## TASK MATERIAL

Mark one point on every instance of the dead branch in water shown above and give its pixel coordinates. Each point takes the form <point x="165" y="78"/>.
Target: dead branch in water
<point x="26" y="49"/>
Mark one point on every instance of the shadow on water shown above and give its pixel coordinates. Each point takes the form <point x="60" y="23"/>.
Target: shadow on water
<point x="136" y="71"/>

...

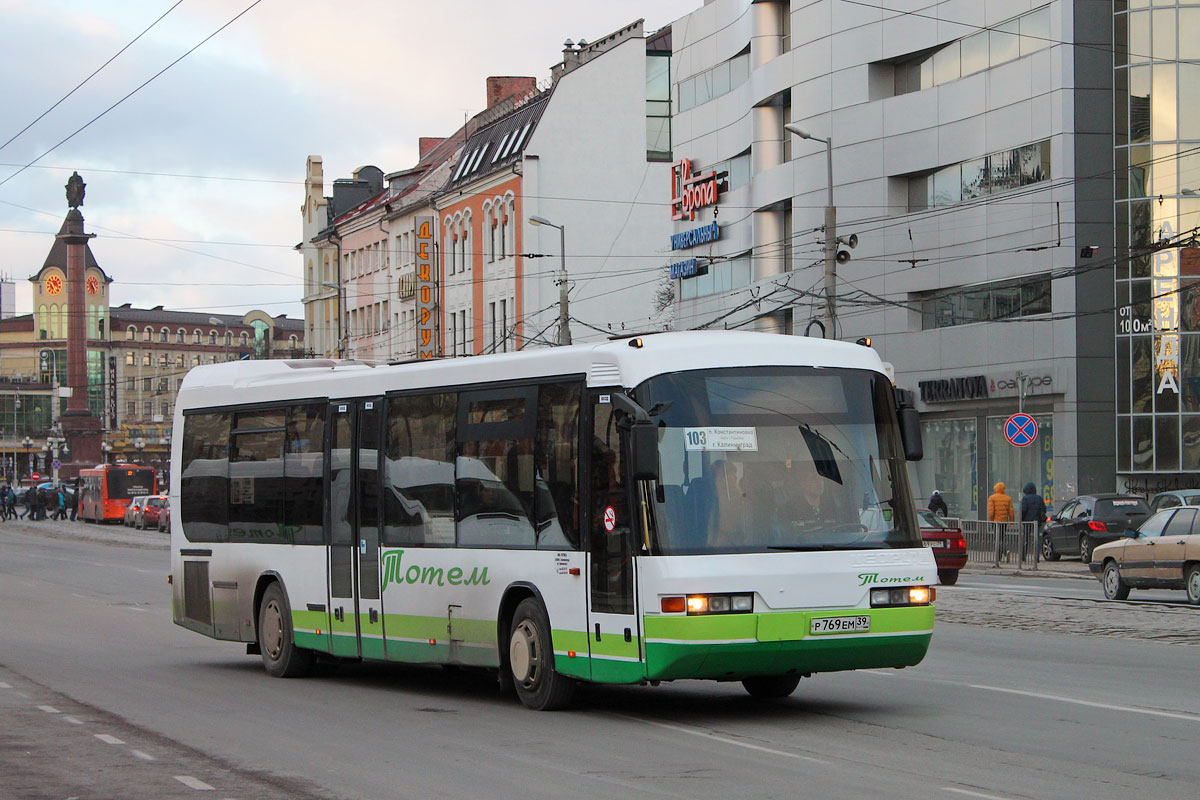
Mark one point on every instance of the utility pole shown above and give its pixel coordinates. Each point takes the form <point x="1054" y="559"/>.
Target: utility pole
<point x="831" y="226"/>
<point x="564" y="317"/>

## WHAT THE TASK ASKS
From the records above, transcribe without alteration every line from the one with "Mark one point on every instance of the dead" to the one with "Mark one point on every instance of the shadow", inclusive.

## THE COMPLETED TASK
Mark one point on every instance of the dead branch in water shown above and give its pixel coordinates. Each point takes the form <point x="165" y="78"/>.
Target: dead branch in water
<point x="26" y="49"/>
Mark one point on every instance of the shadow on water shown above and give its pixel coordinates. Each point takes the form <point x="60" y="23"/>.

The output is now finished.